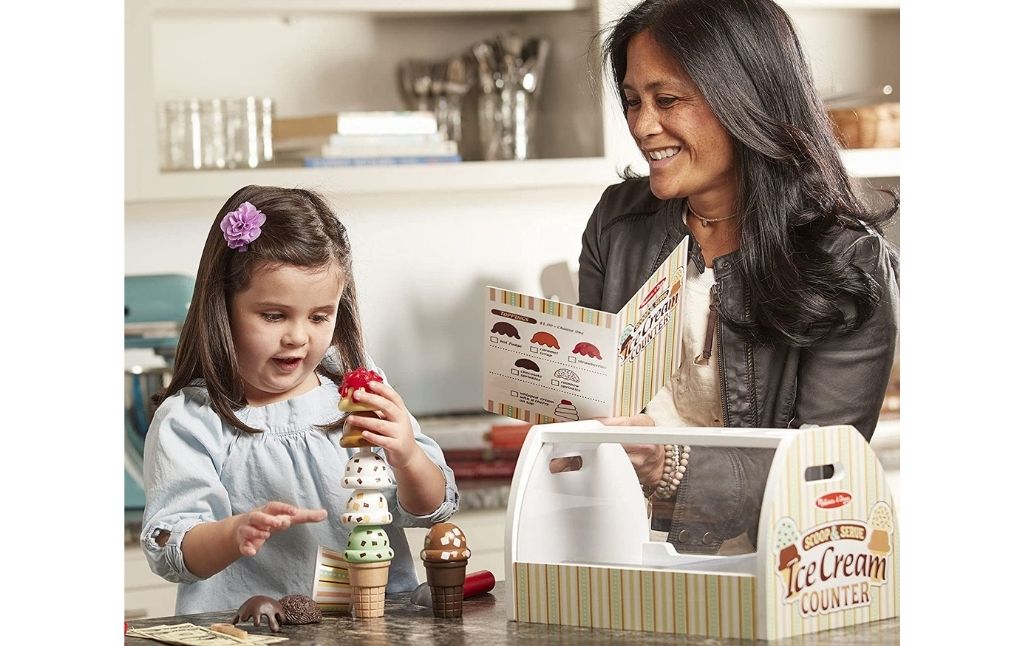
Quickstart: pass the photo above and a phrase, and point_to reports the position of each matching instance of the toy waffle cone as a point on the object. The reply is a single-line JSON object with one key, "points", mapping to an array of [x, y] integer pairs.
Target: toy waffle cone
{"points": [[352, 436], [446, 580], [444, 556], [368, 582]]}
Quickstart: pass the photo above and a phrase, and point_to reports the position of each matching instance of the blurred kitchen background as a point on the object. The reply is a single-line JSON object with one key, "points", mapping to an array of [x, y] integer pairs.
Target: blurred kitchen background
{"points": [[524, 138]]}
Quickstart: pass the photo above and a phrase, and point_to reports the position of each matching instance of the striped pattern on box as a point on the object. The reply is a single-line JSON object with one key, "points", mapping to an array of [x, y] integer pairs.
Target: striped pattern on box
{"points": [[792, 498], [554, 308], [331, 590], [638, 380], [660, 601]]}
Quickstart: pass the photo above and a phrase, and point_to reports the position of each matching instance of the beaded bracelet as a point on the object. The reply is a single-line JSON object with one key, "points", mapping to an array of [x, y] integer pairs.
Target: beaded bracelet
{"points": [[676, 460]]}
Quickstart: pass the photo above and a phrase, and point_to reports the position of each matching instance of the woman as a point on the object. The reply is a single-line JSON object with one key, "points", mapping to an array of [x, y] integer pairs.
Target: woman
{"points": [[793, 291]]}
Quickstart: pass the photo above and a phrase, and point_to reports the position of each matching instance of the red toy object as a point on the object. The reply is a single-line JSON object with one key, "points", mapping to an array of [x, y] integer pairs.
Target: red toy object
{"points": [[477, 584], [351, 383], [359, 378], [587, 349]]}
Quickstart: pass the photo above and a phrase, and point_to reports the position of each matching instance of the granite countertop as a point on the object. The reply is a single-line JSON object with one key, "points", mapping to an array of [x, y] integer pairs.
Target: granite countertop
{"points": [[483, 621]]}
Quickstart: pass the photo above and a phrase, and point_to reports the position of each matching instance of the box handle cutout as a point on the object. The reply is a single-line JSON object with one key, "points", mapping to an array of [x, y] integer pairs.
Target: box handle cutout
{"points": [[565, 464], [822, 472]]}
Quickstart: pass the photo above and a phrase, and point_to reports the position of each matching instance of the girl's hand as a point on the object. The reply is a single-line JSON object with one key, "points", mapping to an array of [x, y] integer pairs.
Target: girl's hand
{"points": [[647, 460], [252, 529], [392, 431]]}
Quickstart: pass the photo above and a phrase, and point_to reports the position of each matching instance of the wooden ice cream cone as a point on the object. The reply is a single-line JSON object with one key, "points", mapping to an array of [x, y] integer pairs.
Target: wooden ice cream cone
{"points": [[445, 580], [368, 582]]}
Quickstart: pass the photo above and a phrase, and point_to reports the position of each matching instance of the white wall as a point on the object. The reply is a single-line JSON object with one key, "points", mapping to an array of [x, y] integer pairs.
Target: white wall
{"points": [[421, 264]]}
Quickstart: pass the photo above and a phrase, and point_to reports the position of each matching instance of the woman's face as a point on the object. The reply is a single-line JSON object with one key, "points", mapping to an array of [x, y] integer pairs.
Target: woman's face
{"points": [[688, 149]]}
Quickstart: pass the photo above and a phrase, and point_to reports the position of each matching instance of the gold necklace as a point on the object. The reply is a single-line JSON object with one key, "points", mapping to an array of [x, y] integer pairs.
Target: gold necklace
{"points": [[704, 220]]}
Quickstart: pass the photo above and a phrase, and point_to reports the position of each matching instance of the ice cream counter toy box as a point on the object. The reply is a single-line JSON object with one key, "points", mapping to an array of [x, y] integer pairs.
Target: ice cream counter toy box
{"points": [[579, 548]]}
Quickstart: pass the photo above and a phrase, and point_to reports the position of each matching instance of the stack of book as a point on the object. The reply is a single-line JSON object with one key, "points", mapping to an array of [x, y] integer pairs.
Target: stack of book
{"points": [[361, 138], [477, 446]]}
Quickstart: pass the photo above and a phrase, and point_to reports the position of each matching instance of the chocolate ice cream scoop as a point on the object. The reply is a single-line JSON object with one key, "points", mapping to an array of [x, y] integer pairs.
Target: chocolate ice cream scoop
{"points": [[261, 606], [444, 543]]}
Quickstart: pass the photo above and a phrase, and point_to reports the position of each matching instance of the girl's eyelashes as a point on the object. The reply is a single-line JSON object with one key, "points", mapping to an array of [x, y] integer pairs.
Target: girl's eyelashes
{"points": [[279, 316], [663, 100]]}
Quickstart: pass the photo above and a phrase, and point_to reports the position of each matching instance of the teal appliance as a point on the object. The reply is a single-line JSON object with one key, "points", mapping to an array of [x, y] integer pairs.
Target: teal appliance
{"points": [[155, 309]]}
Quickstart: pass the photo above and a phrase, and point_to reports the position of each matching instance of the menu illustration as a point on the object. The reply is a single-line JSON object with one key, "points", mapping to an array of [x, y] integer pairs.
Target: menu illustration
{"points": [[550, 361]]}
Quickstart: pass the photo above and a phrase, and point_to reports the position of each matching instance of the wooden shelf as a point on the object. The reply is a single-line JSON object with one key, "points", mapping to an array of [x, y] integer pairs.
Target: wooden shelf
{"points": [[385, 179], [167, 7], [871, 162], [840, 4], [863, 163]]}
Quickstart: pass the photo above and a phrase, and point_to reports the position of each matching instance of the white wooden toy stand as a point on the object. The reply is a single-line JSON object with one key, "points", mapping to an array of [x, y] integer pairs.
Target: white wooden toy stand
{"points": [[578, 548]]}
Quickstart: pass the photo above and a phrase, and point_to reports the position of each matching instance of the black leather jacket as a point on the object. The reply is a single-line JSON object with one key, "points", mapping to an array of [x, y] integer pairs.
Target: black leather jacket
{"points": [[839, 381]]}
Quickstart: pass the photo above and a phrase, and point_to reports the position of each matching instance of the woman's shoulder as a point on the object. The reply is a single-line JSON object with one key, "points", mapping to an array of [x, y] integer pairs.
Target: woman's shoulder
{"points": [[862, 243], [631, 197]]}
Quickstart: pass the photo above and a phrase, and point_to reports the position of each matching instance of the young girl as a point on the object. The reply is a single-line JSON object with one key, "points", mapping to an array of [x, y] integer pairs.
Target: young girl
{"points": [[243, 466]]}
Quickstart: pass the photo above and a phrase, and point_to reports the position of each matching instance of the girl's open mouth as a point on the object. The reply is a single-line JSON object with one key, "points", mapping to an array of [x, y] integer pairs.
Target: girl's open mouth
{"points": [[288, 364]]}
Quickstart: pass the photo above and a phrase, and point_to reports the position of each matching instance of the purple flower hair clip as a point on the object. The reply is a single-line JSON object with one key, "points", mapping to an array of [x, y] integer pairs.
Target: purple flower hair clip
{"points": [[242, 226]]}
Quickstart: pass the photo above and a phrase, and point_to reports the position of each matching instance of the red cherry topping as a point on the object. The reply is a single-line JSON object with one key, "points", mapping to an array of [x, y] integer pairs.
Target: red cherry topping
{"points": [[354, 380]]}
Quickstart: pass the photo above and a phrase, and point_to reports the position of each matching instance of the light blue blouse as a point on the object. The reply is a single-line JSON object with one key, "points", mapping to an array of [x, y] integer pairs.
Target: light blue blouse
{"points": [[198, 468]]}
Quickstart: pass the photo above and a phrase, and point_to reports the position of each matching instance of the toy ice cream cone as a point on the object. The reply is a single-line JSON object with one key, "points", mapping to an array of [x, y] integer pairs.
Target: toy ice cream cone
{"points": [[786, 537], [351, 383], [369, 557], [444, 555], [368, 553], [368, 582], [879, 545]]}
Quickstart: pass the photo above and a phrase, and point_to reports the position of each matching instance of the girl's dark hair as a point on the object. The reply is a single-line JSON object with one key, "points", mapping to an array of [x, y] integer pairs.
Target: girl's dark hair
{"points": [[745, 58], [300, 230]]}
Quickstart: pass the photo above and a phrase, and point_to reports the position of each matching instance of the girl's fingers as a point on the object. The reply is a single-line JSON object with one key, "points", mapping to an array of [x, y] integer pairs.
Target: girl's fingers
{"points": [[387, 406], [383, 441], [309, 515], [375, 425], [262, 520], [275, 508]]}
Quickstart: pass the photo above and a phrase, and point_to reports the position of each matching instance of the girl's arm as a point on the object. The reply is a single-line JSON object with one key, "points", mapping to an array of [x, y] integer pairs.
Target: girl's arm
{"points": [[210, 547], [421, 483], [189, 531]]}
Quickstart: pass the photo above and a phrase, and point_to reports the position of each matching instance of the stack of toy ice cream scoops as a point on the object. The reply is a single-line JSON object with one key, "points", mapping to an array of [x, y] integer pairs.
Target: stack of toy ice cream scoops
{"points": [[368, 552]]}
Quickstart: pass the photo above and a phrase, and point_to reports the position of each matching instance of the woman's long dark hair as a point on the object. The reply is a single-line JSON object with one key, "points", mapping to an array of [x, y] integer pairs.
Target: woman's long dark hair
{"points": [[747, 60], [300, 230]]}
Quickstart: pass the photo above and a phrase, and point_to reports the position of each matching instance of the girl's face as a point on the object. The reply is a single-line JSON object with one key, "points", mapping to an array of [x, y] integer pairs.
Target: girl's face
{"points": [[282, 325], [688, 149]]}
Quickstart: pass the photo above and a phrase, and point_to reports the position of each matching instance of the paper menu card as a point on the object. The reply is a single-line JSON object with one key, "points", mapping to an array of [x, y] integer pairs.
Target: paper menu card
{"points": [[550, 361]]}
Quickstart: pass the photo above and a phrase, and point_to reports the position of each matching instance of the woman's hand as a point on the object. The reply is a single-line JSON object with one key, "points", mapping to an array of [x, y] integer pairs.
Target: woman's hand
{"points": [[253, 528], [647, 460], [393, 431]]}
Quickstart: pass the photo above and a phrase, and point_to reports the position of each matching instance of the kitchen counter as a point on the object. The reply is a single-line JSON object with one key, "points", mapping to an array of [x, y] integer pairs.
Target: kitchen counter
{"points": [[484, 622]]}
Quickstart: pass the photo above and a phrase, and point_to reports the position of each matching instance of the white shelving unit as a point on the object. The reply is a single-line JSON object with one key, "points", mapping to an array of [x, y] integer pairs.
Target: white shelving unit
{"points": [[585, 137]]}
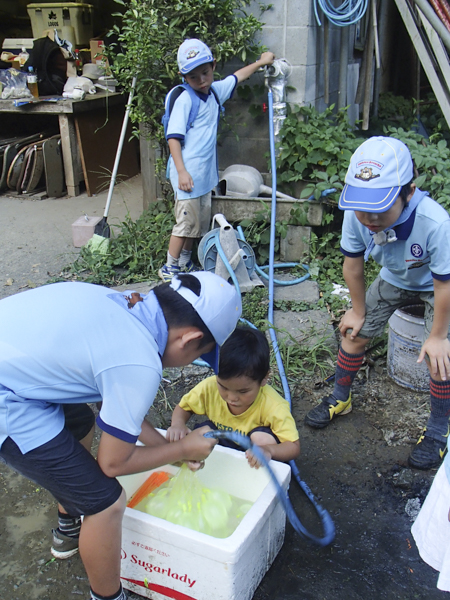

------------------------

→ What is expected:
Pick out every line of the records that has the word "waffle" in it, and copy each one.

→ Output for this exercise:
Quickstart: pass the photo above and a phrase, and point_to reports the position of each matching instance of the toy waffle cone as a point on the object. The reply is a single-line JSON object with one key, "points", mapping to an array of [x, y] integer pairs.
Target: toy waffle cone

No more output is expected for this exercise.